Entries from a collection
——

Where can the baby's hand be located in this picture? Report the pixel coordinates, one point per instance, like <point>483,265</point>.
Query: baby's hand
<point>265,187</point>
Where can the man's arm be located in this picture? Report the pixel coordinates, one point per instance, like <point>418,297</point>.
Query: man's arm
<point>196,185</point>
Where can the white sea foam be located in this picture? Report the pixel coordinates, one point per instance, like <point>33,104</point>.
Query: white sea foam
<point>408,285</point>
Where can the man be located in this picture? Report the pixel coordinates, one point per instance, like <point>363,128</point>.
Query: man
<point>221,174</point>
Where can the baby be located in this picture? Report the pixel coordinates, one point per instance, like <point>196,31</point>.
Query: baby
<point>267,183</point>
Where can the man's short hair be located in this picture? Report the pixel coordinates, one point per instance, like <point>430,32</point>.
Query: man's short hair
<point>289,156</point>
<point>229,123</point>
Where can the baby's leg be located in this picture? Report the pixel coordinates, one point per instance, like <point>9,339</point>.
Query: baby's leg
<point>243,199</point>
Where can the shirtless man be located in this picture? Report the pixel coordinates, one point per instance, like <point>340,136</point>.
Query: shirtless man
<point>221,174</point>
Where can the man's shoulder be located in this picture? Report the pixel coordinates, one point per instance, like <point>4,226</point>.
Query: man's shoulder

——

Copy verbatim the lines between the one containing "Where can the man be" and the one containing "<point>267,183</point>", inclusive.

# [CORRECT RESULT]
Where can the man be located in this picture? Report the pixel coordinates, one point per instance, like <point>363,128</point>.
Query: man
<point>221,174</point>
Where can the baby be located in this picture? Report the pixel coordinates, one point per instance, like <point>196,31</point>.
Query: baby
<point>267,183</point>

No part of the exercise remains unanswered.